EXERCISE:
Show me every line in the listing that has the word "below".
§ §
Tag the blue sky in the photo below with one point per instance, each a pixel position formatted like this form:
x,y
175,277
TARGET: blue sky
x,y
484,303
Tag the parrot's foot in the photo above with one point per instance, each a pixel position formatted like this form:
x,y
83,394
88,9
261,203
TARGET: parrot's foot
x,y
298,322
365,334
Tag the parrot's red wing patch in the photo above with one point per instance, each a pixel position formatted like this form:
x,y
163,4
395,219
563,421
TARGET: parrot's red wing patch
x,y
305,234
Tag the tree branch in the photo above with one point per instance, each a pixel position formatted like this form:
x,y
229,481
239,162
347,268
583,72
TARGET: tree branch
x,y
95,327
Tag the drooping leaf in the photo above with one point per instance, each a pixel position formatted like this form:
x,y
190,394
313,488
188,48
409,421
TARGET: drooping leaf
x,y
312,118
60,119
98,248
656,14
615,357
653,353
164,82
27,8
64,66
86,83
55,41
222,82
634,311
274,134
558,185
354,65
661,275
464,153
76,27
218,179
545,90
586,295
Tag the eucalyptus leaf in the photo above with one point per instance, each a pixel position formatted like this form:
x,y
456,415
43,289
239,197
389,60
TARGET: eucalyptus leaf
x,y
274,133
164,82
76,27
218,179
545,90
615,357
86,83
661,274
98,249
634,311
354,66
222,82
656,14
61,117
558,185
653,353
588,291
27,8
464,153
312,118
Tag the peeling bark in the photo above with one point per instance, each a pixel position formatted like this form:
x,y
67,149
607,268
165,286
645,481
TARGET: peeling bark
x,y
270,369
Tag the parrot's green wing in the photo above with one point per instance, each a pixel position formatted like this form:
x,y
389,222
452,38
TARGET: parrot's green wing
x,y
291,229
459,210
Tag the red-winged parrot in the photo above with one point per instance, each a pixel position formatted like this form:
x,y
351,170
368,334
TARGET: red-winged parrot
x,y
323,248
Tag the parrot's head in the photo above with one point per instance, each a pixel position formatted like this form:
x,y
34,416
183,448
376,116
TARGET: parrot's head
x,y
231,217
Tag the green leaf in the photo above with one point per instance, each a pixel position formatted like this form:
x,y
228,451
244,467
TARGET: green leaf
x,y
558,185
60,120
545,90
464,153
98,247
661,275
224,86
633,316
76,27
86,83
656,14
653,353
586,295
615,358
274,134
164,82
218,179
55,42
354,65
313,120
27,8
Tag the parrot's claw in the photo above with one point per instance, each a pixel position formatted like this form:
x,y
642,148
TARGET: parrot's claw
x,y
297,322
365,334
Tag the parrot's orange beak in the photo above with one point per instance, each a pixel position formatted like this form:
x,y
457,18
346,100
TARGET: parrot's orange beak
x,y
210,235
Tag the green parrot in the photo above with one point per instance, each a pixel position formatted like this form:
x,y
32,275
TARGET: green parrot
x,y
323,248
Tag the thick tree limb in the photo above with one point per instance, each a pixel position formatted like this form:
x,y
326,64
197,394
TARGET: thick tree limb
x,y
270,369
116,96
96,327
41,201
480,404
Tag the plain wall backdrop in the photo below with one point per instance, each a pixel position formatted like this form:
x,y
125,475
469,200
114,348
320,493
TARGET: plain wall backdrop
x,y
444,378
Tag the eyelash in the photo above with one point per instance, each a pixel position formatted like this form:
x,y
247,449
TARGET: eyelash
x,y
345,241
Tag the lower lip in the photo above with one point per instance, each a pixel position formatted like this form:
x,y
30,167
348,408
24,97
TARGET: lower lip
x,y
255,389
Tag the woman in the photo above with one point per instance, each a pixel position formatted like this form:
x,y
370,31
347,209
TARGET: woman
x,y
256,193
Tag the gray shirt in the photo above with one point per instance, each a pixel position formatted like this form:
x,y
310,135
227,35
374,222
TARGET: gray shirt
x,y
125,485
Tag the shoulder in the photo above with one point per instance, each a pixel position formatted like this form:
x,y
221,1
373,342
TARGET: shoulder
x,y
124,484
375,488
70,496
§ §
SOLUTION TO THIS PROBLEM:
Tag the blue sky in the photo below with one point per instance, each a pixel position formatted like this form:
Tag the plain wall backdrop in the photo below with one point per instance, each a pixel position formatted like this form:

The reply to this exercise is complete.